* [EXERCISE INSTRUCTIONS]: A verbatim transcript of the data below is required, images omitted.

[Photo-based referring expression data]
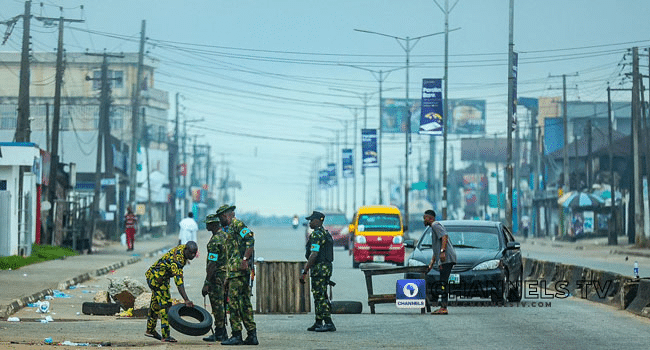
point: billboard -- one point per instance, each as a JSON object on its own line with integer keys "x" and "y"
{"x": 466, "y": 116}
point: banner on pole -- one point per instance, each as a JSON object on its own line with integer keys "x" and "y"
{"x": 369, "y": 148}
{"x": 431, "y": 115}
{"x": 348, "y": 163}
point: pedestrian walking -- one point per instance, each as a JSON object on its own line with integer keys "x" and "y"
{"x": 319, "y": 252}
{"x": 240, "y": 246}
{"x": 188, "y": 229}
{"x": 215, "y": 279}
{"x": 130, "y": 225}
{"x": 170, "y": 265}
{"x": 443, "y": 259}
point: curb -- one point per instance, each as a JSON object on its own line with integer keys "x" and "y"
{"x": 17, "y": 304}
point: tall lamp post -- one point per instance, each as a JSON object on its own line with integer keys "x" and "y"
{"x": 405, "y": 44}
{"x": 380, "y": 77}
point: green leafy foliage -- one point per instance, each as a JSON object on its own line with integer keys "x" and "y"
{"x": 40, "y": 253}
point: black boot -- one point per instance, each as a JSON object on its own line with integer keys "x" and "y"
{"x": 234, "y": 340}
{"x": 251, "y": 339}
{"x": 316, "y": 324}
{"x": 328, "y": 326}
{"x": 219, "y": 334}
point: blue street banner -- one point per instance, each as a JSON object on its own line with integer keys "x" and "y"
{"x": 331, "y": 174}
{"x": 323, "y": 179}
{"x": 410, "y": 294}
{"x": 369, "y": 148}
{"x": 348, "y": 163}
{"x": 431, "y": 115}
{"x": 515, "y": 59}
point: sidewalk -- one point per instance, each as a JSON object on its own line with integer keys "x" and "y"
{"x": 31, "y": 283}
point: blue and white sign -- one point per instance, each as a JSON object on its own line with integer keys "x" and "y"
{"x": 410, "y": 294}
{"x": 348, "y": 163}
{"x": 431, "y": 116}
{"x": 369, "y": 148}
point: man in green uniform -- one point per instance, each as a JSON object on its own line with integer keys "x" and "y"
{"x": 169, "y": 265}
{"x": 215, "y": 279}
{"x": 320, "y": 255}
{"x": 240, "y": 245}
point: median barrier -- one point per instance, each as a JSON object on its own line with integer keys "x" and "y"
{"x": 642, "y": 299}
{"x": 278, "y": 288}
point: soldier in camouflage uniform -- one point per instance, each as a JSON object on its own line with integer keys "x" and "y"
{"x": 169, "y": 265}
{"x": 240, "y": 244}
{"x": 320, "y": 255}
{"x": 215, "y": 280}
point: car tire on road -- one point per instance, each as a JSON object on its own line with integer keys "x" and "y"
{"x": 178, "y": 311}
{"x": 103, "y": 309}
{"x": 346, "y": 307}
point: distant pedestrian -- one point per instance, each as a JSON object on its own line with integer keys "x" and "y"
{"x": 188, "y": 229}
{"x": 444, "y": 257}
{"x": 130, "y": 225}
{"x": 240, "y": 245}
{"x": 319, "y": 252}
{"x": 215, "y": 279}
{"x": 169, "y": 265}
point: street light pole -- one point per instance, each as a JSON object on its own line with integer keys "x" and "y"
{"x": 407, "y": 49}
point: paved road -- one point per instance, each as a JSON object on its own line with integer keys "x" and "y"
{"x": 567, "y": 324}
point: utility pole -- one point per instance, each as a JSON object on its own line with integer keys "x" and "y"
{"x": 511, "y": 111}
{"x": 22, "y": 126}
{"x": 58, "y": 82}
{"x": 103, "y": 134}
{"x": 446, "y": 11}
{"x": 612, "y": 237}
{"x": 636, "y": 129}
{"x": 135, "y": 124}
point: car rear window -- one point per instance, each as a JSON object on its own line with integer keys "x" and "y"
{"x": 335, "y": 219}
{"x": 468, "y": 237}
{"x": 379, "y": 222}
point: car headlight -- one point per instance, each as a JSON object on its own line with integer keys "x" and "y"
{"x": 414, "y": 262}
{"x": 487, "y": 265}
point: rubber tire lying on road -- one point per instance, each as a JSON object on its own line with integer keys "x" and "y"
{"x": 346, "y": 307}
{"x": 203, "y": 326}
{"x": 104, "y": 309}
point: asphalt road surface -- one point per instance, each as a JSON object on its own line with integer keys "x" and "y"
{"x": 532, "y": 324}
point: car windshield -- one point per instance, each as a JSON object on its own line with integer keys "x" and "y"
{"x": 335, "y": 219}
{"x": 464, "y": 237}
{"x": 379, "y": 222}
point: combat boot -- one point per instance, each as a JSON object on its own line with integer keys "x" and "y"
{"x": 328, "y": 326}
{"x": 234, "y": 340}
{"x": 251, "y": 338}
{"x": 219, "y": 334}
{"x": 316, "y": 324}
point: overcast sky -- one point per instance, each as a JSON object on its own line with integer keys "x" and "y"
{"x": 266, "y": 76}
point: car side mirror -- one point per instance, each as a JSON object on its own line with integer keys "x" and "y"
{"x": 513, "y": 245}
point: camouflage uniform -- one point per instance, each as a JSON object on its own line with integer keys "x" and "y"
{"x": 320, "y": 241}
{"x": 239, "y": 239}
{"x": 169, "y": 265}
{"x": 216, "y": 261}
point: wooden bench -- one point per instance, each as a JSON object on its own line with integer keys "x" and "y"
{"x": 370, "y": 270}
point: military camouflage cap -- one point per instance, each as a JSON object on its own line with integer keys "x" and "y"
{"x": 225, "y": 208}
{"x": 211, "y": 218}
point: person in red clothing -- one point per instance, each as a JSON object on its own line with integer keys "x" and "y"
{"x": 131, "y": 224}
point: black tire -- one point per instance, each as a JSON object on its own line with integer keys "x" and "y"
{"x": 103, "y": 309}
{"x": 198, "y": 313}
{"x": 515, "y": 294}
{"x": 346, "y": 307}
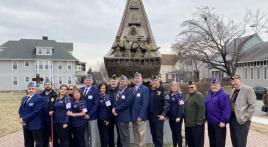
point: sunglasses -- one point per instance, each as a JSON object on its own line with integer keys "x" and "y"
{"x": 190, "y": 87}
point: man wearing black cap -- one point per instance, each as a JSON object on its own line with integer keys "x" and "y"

* [SOLUTION]:
point: billboard -- one point per instance, each as a JSON object on its own line with integer keys "x" and "y"
{"x": 466, "y": 116}
point: banner on pole -- one point per instance, each as a JSON object on its own line with integer keys "x" and "y"
{"x": 369, "y": 148}
{"x": 431, "y": 115}
{"x": 348, "y": 163}
point: pedestrian walking -- one point per instance, each as a JSON object on its own line with integer keys "x" and "y"
{"x": 319, "y": 252}
{"x": 240, "y": 246}
{"x": 188, "y": 229}
{"x": 215, "y": 279}
{"x": 130, "y": 225}
{"x": 170, "y": 265}
{"x": 443, "y": 259}
point: curb -- one point per instance, each as a JSON object on its own line with integer keys "x" and "y"
{"x": 17, "y": 304}
point: tall lamp post -- one point per instance, each as a JSON object on its own line with integer keys "x" and "y"
{"x": 405, "y": 44}
{"x": 380, "y": 77}
point: green leafy foliage -- one point per instance, each as a JSON object on its own line with integer keys "x" and "y"
{"x": 40, "y": 253}
point: black boot -- one point per instance, each as a JSON object on its own line with integer keys "x" and "y"
{"x": 234, "y": 340}
{"x": 251, "y": 339}
{"x": 316, "y": 324}
{"x": 328, "y": 326}
{"x": 219, "y": 334}
point: blue street banner -- one point per instance, each as a JSON object on its own line with integer keys "x" and "y"
{"x": 331, "y": 174}
{"x": 323, "y": 179}
{"x": 410, "y": 294}
{"x": 369, "y": 148}
{"x": 348, "y": 163}
{"x": 431, "y": 115}
{"x": 515, "y": 59}
point: sidewalk -- one point per instance, each as a JSON object on its own line with integer keys "x" and "y"
{"x": 31, "y": 283}
point: blue and white sign -- one point per instance, each as a JSON object on its own line with integer keys "x" and "y"
{"x": 410, "y": 294}
{"x": 348, "y": 163}
{"x": 431, "y": 116}
{"x": 369, "y": 148}
point: man in green uniform -- one point per instance, each as a JSON object on its own line with integer keys "x" and "y"
{"x": 169, "y": 265}
{"x": 215, "y": 279}
{"x": 320, "y": 255}
{"x": 240, "y": 245}
point: median barrier -- one point per instance, each as a JSON object on its own line with integer keys "x" and "y"
{"x": 642, "y": 299}
{"x": 278, "y": 288}
point: soldier in camouflage uniform -- one point per instance, each as a JSON object on its own line with integer keys "x" and "y"
{"x": 169, "y": 265}
{"x": 240, "y": 244}
{"x": 320, "y": 255}
{"x": 215, "y": 280}
point: car tire on road -- one point per instance, each as a JSON object on its own line with integer keys "x" and "y"
{"x": 178, "y": 311}
{"x": 103, "y": 309}
{"x": 346, "y": 307}
point: distant pedestrian -- one point per instance, each as a JSON object on its own line with integer keys "x" and "y"
{"x": 188, "y": 229}
{"x": 444, "y": 257}
{"x": 130, "y": 225}
{"x": 240, "y": 245}
{"x": 319, "y": 252}
{"x": 215, "y": 279}
{"x": 169, "y": 265}
point: street light pole -- one point per instance, each as a JSON object on its own line with integer keys "x" and "y"
{"x": 407, "y": 49}
point: paved road -- one point per instance, each as a JSON object on its own line with integer keys "x" and "y"
{"x": 567, "y": 324}
point: utility pole -- one point per instance, each as a JSON object on its own line with integer keys "x" and "y"
{"x": 511, "y": 111}
{"x": 22, "y": 126}
{"x": 58, "y": 82}
{"x": 103, "y": 134}
{"x": 446, "y": 11}
{"x": 612, "y": 237}
{"x": 636, "y": 129}
{"x": 135, "y": 124}
point: car rear window -- one point per instance, each as a JSON object on its own line with integer keys "x" and "y"
{"x": 335, "y": 219}
{"x": 468, "y": 237}
{"x": 379, "y": 222}
point: car headlight -- one point per instance, each as a JSON object on its own line with integer keys "x" and "y"
{"x": 414, "y": 262}
{"x": 487, "y": 265}
point: rubber tire lying on road -- one point per instance, each as a JSON object on its own line with integer keys "x" and "y"
{"x": 346, "y": 307}
{"x": 203, "y": 326}
{"x": 104, "y": 309}
point: asphalt road surface -- one point per instance, each as a JSON object on its own line with integer keys "x" and "y"
{"x": 532, "y": 324}
point: car windshield -- one point per instance, each as a JSON object on its own line with integer keys "x" and "y"
{"x": 335, "y": 219}
{"x": 464, "y": 237}
{"x": 379, "y": 222}
point: combat boot -- one point per instance, each as a JSON object on its own line with integer keys "x" and "y"
{"x": 328, "y": 326}
{"x": 234, "y": 340}
{"x": 251, "y": 338}
{"x": 219, "y": 334}
{"x": 316, "y": 324}
point: overcast sky -- one point per instance, each as a JSON object on its own line with integer keys "x" and "y"
{"x": 266, "y": 76}
point: car side mirror -- one point per instance, each as a JSON object on its own line with integer keys "x" and "y"
{"x": 513, "y": 245}
point: camouflage uniform -- one point per instance, each as a JSON object on its own line with integer keys "x" and "y"
{"x": 320, "y": 241}
{"x": 239, "y": 239}
{"x": 169, "y": 265}
{"x": 216, "y": 261}
point: wooden bench -- one point per instance, each as a JSON object on its own line with integer keys "x" and "y"
{"x": 370, "y": 270}
point: military camouflage cap -- one point per instance, each as a JSON object on its own line with integer keys "x" and "y"
{"x": 225, "y": 208}
{"x": 211, "y": 218}
point: person in red clothing -- one point per instance, each as a JSON object on its own line with integer keys "x" and "y"
{"x": 131, "y": 224}
point: black tire -- one point per instance, each as a JSON object on its own line with integer keys "x" and "y"
{"x": 103, "y": 309}
{"x": 198, "y": 313}
{"x": 515, "y": 294}
{"x": 346, "y": 307}
point: sunglasses -- one point per instance, each as a JSON object on its own line with integer keys "x" and "y"
{"x": 190, "y": 87}
point: man wearing black cap -- one point per instance, each as a JSON object on its own line with integer keys "x" and "y"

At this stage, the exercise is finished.